**Data provided:**
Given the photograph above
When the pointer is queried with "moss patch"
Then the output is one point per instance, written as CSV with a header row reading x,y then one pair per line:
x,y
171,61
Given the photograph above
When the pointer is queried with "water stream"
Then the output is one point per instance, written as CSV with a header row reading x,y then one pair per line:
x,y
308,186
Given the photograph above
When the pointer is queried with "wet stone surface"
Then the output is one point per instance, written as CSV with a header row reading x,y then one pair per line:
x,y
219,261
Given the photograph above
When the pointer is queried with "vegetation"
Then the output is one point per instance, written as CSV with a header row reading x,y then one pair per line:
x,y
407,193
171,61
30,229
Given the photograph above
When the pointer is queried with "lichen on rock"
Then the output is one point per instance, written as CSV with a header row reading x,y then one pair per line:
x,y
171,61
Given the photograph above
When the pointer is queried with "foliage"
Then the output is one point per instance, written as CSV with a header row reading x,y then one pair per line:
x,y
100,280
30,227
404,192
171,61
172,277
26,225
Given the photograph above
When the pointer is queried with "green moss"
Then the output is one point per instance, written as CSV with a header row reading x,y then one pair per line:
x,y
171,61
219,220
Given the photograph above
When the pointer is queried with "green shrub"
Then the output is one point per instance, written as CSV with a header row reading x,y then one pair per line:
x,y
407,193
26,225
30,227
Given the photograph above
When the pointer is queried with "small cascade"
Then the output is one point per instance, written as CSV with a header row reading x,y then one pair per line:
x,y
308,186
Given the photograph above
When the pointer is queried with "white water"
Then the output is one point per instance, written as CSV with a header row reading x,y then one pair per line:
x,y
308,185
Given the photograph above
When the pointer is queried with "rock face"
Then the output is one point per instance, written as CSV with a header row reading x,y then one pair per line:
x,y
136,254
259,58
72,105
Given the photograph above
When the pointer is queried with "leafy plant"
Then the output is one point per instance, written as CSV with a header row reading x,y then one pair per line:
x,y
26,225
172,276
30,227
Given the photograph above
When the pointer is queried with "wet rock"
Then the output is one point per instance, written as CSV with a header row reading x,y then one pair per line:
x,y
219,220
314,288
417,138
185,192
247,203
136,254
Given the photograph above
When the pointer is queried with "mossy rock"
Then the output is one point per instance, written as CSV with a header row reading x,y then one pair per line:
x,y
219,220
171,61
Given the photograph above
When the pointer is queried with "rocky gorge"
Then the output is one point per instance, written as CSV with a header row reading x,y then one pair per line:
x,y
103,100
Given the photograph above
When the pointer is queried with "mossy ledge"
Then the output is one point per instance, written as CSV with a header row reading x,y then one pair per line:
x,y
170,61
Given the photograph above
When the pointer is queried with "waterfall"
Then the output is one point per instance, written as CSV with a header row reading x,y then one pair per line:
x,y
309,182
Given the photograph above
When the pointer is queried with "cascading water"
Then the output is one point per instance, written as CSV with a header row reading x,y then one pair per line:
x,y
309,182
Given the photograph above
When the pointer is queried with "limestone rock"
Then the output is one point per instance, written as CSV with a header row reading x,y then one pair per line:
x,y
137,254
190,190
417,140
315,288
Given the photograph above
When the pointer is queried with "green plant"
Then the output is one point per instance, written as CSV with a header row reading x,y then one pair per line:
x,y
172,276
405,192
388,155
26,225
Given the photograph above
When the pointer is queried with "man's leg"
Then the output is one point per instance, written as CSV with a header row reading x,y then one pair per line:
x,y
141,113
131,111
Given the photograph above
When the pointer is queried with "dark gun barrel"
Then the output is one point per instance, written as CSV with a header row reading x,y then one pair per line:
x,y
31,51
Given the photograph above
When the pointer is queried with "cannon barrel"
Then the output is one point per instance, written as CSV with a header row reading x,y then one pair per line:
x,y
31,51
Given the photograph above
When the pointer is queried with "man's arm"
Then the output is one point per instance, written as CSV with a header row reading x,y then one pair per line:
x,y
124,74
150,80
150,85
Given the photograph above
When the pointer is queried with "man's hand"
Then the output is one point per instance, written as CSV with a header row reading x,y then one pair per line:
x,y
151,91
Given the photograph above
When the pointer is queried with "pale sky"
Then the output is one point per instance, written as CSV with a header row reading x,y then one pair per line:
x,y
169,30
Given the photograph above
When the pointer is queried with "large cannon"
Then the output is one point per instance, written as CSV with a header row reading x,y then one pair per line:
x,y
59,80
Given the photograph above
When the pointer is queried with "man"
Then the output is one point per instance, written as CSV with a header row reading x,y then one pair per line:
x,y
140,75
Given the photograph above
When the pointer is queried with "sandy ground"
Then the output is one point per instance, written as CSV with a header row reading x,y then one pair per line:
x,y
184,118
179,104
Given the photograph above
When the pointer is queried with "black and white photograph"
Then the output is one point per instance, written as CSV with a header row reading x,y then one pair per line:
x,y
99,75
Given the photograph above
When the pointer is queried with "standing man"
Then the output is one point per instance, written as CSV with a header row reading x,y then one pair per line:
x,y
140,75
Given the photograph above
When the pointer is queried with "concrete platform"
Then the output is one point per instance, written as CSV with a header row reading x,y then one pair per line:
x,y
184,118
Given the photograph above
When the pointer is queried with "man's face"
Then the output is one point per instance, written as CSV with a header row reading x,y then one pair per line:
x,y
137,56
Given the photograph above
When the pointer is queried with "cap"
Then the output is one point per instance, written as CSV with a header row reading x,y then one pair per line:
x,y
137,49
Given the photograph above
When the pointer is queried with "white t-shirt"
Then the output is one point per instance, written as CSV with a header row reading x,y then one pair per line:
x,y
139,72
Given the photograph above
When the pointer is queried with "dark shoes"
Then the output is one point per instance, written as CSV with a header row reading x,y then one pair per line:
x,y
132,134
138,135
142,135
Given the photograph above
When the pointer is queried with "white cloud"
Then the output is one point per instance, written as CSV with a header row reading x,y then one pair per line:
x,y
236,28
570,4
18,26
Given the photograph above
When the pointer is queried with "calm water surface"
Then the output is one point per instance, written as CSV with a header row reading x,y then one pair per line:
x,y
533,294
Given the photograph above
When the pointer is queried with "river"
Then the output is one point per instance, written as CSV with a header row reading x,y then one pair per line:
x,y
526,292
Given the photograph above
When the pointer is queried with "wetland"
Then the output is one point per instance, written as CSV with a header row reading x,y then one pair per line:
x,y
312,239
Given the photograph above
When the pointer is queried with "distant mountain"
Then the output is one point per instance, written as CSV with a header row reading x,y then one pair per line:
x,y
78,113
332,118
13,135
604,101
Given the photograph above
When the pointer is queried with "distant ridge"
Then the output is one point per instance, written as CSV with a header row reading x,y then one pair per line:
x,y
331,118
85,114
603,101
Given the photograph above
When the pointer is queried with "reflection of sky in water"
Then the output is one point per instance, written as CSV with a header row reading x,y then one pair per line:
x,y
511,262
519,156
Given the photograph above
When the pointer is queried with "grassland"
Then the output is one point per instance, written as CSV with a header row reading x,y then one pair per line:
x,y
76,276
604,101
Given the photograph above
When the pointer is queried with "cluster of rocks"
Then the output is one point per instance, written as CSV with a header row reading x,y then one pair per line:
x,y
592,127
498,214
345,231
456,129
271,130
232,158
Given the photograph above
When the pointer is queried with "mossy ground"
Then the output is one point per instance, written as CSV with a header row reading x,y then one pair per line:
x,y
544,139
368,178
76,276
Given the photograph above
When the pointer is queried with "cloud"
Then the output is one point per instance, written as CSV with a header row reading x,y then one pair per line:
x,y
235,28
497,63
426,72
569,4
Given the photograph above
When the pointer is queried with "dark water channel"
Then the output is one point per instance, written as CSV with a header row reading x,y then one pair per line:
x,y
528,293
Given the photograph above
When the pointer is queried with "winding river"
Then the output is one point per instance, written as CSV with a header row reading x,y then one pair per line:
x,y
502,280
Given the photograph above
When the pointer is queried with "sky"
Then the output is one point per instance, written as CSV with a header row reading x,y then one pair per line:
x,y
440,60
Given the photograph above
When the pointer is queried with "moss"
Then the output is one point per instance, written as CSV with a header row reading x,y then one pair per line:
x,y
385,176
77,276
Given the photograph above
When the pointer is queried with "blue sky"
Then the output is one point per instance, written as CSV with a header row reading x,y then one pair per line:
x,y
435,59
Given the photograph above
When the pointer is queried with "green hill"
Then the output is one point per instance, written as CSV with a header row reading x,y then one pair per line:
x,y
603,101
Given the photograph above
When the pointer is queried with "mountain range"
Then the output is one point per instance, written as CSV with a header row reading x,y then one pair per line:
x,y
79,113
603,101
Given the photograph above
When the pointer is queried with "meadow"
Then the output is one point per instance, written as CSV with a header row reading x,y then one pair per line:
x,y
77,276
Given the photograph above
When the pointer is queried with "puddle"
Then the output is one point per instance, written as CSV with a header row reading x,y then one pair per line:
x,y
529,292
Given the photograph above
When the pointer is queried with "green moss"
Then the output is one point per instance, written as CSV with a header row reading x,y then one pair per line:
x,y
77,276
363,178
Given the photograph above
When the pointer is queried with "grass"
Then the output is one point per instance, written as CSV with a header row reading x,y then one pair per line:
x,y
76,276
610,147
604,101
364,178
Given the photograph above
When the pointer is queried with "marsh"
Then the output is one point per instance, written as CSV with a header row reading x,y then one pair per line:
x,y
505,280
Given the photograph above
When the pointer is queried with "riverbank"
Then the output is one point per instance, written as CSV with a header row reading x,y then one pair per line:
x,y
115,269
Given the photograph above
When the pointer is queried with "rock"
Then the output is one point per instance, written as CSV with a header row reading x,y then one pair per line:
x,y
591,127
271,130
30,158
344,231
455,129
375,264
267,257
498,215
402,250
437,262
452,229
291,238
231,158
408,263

**Written task:**
Pick out every line in the entries above that contains the word "dark", paying attention to case, and copy each one.

**Solution for this problem:**
When the pointer is queried with "dark gun barrel"
When the pointer is queried with "dark shoes"
When the pointer is queried with "dark water channel"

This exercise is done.